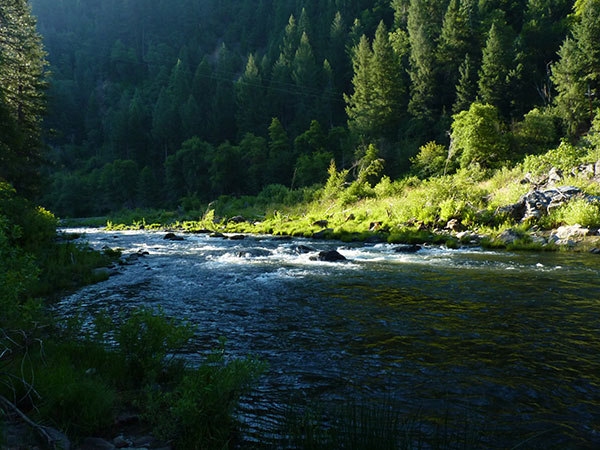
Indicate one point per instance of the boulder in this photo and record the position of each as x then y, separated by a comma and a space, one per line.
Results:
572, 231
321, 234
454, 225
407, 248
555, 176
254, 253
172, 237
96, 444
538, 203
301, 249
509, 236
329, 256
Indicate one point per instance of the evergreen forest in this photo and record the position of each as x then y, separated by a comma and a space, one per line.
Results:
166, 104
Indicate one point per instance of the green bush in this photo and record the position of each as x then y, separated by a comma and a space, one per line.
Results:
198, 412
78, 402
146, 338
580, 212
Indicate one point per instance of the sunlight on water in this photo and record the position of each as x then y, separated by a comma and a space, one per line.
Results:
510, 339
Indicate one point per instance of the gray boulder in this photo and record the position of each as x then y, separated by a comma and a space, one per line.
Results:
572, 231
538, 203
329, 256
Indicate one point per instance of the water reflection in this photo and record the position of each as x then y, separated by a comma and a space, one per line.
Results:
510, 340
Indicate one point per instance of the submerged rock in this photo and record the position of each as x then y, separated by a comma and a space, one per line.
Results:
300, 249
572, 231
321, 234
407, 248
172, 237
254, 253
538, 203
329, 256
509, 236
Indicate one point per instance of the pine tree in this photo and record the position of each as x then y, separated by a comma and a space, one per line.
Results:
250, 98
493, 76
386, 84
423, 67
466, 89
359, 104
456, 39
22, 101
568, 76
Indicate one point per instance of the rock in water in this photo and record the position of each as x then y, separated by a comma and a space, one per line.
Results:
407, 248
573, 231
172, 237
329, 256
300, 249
○ ○ ○ ○ ○ ○ ○
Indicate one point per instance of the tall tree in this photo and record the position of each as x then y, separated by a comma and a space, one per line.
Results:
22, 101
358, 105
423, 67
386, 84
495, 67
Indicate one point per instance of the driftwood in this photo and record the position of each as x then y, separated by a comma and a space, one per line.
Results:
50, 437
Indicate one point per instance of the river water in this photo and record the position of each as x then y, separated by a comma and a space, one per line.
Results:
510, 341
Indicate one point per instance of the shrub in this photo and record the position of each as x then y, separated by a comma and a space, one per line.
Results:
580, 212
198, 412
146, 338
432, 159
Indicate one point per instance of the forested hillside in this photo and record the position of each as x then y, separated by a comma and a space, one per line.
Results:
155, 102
○ ○ ○ ○ ○ ○ ○
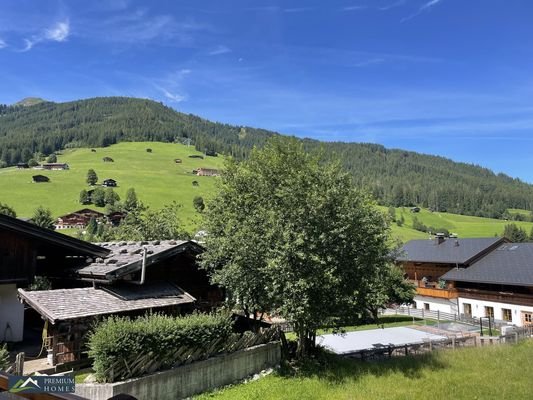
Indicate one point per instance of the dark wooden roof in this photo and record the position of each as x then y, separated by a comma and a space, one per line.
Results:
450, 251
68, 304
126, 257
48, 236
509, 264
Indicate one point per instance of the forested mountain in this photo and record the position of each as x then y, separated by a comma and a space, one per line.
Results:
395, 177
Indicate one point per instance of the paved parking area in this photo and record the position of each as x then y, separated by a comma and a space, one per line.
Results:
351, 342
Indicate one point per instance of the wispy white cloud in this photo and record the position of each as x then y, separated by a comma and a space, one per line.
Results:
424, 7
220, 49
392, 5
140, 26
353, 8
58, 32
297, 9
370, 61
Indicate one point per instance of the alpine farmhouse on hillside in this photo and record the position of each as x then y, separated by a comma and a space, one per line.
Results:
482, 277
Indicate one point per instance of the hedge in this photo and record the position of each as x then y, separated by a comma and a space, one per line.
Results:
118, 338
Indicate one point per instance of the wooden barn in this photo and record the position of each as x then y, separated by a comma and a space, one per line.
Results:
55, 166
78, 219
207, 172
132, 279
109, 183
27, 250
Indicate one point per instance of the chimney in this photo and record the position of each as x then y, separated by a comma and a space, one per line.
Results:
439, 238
○ ○ ○ ○ ○ ○ ○
_Exercise aim:_ Collect every line in the entries above that contains the word "boulder", copying each such line in full. Case counts.

_Result below:_
Indicate one point per instance of the boulder in this photo and record the position of each as x then y, separated by a comma and a space, one per line.
Indicate one point per instance of the gray boulder in this photo and record the position of each as x then y, separated by a comma and a space, one per line.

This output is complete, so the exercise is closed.